Problem requirements
Nothing outside the range is wanted. Repeat exactly the lines below from the one with "positive clicks: (1654, 542)" through the one with "positive clicks: (1370, 533)".

Recorded data
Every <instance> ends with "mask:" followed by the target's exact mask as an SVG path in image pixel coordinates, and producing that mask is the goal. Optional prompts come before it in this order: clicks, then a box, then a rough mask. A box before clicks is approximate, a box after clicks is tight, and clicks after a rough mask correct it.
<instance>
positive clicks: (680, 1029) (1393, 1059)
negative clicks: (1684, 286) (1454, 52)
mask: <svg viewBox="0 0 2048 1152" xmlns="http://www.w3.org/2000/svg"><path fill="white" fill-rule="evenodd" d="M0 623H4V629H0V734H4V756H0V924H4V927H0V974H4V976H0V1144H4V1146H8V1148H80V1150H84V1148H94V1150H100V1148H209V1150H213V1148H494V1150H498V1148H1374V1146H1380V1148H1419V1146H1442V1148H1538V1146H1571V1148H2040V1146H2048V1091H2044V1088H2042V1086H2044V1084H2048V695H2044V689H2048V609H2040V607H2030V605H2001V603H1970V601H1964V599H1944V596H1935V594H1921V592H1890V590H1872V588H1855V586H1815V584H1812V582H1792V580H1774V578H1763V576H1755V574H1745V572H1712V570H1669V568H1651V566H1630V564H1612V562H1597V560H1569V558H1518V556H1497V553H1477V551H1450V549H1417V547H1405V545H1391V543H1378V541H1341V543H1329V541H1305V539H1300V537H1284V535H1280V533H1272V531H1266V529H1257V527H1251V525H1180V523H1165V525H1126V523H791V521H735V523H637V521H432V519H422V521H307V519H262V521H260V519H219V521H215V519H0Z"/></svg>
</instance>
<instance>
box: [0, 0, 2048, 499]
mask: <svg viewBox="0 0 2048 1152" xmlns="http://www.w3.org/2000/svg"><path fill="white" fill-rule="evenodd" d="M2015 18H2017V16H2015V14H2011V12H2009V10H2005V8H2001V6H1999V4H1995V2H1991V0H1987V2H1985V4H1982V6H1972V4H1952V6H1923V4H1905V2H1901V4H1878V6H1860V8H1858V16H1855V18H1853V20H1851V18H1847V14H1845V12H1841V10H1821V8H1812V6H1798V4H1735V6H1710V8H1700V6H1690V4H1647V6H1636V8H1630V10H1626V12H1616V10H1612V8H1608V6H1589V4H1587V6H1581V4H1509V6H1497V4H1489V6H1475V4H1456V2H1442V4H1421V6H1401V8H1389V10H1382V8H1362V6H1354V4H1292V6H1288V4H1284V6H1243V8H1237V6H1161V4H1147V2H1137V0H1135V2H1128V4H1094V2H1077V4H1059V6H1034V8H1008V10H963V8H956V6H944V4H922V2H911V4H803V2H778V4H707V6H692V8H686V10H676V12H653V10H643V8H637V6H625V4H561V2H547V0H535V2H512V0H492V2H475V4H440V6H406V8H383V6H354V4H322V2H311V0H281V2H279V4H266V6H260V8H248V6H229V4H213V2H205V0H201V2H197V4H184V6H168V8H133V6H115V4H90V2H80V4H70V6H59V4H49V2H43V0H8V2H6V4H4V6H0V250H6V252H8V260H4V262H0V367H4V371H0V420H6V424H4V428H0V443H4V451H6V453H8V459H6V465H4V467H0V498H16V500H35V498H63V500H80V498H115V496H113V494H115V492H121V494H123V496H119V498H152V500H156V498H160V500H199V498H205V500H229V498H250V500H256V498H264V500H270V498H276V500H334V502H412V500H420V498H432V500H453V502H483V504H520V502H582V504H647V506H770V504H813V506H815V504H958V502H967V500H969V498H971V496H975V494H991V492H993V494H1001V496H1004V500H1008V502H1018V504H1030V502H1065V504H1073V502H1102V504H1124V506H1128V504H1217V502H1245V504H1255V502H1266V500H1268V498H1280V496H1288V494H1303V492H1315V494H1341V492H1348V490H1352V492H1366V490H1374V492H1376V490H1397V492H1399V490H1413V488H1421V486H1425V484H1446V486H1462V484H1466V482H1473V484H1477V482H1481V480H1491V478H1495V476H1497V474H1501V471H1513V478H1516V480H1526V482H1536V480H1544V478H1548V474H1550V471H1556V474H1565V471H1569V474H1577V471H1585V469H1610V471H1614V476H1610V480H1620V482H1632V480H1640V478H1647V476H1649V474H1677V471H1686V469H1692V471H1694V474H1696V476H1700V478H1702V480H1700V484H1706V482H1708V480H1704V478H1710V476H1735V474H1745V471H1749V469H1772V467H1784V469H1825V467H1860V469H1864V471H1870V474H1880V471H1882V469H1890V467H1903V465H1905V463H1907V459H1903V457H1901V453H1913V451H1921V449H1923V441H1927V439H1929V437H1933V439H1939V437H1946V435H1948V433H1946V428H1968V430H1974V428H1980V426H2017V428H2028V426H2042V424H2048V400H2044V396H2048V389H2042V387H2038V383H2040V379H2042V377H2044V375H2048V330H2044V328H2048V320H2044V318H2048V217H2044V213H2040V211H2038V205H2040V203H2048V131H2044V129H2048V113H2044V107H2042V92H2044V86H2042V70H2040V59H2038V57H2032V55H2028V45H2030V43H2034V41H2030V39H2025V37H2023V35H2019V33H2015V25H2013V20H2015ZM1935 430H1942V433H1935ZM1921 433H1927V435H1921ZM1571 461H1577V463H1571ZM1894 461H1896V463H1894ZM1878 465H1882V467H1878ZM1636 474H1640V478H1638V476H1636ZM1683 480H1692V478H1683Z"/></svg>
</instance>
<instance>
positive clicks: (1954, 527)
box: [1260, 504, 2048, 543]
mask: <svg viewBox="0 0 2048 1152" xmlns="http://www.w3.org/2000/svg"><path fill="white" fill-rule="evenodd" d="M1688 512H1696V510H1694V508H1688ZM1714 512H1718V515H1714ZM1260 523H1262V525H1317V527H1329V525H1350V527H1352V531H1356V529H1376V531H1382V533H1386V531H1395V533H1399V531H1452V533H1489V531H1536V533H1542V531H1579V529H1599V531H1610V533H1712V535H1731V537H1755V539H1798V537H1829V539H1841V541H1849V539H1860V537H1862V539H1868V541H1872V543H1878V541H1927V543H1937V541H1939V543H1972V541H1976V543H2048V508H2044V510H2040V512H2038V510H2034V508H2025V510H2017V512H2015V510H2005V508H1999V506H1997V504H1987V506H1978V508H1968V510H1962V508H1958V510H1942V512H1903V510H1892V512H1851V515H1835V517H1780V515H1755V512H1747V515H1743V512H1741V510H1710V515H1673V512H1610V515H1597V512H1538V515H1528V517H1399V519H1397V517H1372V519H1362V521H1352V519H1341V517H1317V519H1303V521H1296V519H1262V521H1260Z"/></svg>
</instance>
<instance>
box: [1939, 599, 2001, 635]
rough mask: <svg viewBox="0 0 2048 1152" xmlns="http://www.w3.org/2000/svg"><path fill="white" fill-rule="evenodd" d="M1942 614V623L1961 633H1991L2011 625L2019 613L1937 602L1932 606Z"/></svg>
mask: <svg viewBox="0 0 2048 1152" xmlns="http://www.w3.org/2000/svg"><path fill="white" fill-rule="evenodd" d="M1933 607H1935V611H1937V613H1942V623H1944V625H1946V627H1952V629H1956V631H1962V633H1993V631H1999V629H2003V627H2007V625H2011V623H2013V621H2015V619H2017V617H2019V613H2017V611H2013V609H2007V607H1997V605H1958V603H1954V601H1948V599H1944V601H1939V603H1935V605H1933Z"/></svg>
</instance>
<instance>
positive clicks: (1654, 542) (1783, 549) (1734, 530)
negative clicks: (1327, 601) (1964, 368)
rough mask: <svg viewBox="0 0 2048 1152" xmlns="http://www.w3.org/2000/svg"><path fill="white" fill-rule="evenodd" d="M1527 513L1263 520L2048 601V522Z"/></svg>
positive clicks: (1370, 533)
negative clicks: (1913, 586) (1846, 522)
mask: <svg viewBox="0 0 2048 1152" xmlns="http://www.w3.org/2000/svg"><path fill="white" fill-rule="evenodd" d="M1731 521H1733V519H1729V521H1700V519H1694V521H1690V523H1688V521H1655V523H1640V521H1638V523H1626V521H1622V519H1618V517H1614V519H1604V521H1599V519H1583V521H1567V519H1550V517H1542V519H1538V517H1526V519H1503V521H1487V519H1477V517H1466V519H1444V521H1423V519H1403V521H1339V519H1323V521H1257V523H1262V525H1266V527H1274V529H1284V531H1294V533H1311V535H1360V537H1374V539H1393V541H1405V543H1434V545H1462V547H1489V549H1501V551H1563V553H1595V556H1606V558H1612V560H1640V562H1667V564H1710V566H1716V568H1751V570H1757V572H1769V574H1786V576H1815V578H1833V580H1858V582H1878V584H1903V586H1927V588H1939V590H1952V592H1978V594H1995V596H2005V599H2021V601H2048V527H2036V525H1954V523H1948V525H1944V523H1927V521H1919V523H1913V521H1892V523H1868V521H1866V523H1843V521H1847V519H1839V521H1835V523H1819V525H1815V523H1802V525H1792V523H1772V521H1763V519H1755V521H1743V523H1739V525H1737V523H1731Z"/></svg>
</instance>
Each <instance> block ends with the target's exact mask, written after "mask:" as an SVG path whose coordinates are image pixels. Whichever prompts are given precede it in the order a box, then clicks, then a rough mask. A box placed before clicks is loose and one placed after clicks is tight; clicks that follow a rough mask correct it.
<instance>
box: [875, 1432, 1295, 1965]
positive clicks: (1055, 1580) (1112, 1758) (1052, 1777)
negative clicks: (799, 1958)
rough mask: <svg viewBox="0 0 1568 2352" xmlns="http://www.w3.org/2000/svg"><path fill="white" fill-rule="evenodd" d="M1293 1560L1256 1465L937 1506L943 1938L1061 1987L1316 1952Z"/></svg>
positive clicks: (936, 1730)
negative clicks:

Task response
positive clicks: (1654, 542) (1783, 549) (1734, 530)
negative clicks: (1327, 601) (1964, 368)
rough mask: <svg viewBox="0 0 2048 1152" xmlns="http://www.w3.org/2000/svg"><path fill="white" fill-rule="evenodd" d="M1527 513L1263 520L2048 601V522Z"/></svg>
positive clicks: (1370, 533)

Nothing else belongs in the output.